Tarefas e exercícios:
A – Responda às perguntas abaixo com base no texto sobre ferramentas de visualização.
(i) Em qual universidade aconteceu o seminário de pós-graduação em que a ferramenta Voyant foi apresentada?
(ii) Qual corpus foi carregado no Voyant para o experimento?
(iii) Quais termos foram procurados na skin Reader?
B – Continue o texto sobre ferramentas de visualização a partir da última frase apresentada.

Página:
Time Sensitive: Um blog sobre pesquisa histórica e ferramentas digitais
Voyant, Palladio e Tableau
A apresentação dos resultados da pesquisa é tão importante quanto a própria análise. Se você ainda não conferiu a página Ferramentas de Comunicação aqui no site, recomendo que faça isso antes de continuar lendo esta página. A comunicação do conhecimento histórico é tarefa complicada; e as ferramentas que discuti na página anterior podem ajudar. Algumas ferramentas digitais para visualização de dados, entretanto, vão além da apresentação e da comunicação. Eles permitem investigações mais aprofundadas, novas respostas e análises mais complexas de dados já antes examinados. Voyant, Palladio e Tableau são exemplos de ferramentas de visualização cruciais para novas interpretações históricas.
Voyant
Quando a Professora Dra. Leisl Carr Childers me apresentou a ferramenta Voyant durante seu seminário de pós-graduação em métodos na Colorado State University, percebi algumas coisas. Primeiro, que os historiadores podem, equivocadamente, tomar como certa a natureza textual das fontes primárias tradicionais. A estrutura, o vocabulário e os termos de um corpus, além de mudarem ao longo do tempo, dizem muito sobre a cultura e a sociedade nas quais se inserem. Em segundo lugar, que o processo de text mining (ou “exploração” textual), tão caro aos humanistas digitais e aos estudiosos da linguística, pode revelar-se inestimável para a análise histórica. Transformar texto em dados estruturados adequados para processos computacionais abre um novo espaço de interpretação de documentos históricos e argumentação.
O site Voyant permite ao usuário fazer upload de um corpus textual diretamente na página inicial. No processo de text mining, a ferramenta reconhece termos no corpus que provavelmente são “stop words” e, portanto, irrelevantes para análise, como artigos “o” e “a”, preposições, etc. O resultado é um conjunto de pelo menos cinco visualizações diferentes (ou “skins”) que fornecem novas maneiras de entender o corpus. Para este experimento, carreguei o corpus de Frankenstein de Mary Shelley.
A skin Terms é, sem dúvida, a mais simples de compreender. Ela exibe a contagem de cada termo do corpus e permite ao usuário decidir se deve ou não editar a lista de palavras irrelevantes para fins da questão de pesquisa. Removi palavras como “eu” e “devo” para ter uma melhor compreensão dos termos mais frequentes com valor semântico.
Na skin Reader, você pode notar que procurei por “mind*” e “heart*” para avaliar a distribuição desses termos e suas variações (representadas aqui pelo comando “*”) ao longo do corpus. Minha esperança era experimentar o potencial analítico da ferramenta e ver onde, no corpus, os termos apareciam mais. Nesse sentido, eu estava olhando para frequência – o número de vezes que a frase aparece em um corpus – e concordância – o contexto em que ela aparece – ao mesmo tempo através da skin Reader, dois conceitos importantes na metodologia de análise textual e no campo da linguística. A skin Trends fornece uma noção de frequência ainda melhor, mas quase não aborda a concordância e o posicionamento contextual. Veja abaixo.

Dados coletados:
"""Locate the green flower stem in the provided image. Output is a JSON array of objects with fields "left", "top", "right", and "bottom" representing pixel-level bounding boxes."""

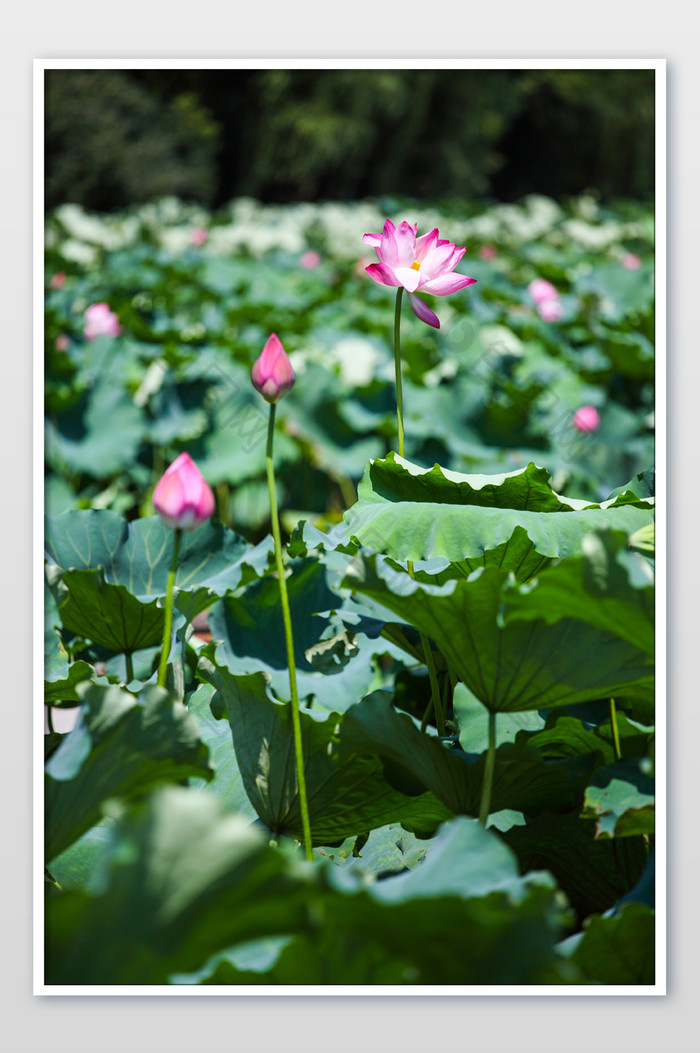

Respostas por tarefa:
A –
(i) Na Colorado State University.
(ii) O corpus de Frankenstein, de Mary Shelley.
(iii) "mind*" e "heart*".

B –
Agora, o poder de examinar a concordância e as correlações de termos – ou “tipos”, para usar a terminologia metodológica – ao longo de um grande corpus é onde está o verdadeiro potencial de text mining para os historiadores digitais. A investigação humanística geralmente requer pensamento qualitativo, mas a análise de texto, como sugerem Stefan Sinclair e Geoffrey Rockwell, é uma simbiose entre operações quantitativas e qualitativas.1 Num texto, as palavras podem representar o sujeito ou o objeto dos processos humanísticos, sustentando-se em diferentes níveis de agência de acordo com a sua posicionalidade. Quando historiadores interpretam documentos textuais como dados e prestam atenção a coisas como concordância e colocação – ou seja, o nível de variação da concordância entre termos –, é possível extrair argumentos inovadores sobre o passado, padrões cronológicos e mudanças socioculturais ao longo do tempo.
Acima, a skin Correlations mostra como o pensamento qualitativo e quantitativo se fundem no processo de text mining. O coeficiente de correlação (r) indica como as frequências do termo 1 e do termo 2 estão relacionadas ao longo do corpus. Quando mais próximo de 1, (r) sugere que as frequências aumentam ou diminuem juntas. Quando mais próximo de -1, (r) indica correlação inversa: quando uma frequência aumenta, a outra cai.
Palladio
Por mais surpreendente que pareça, durante muito tempo historiadores ignoraram as conexões implícitas entre coisas, pessoas, organizações e ideias através do tempo e do espaço. Mas eles não desconheciam a noção de “redes”. Como parte crucial do estudo histórico, os trabalhos historiográficos – ou seja, aqueles que se debruçam sobre “a história da escrita da história” – baseiam-se fundamentalmente na premissa de que ideias, argumentos e estudiosos estão de alguma forma conectados, mesmo que não se encontrem no mesmo tempo ou espaço. Ainda assim, ao escreverem histórias de longos processos, historiadores ignoraram redes complexas que eram difíceis de visualizar.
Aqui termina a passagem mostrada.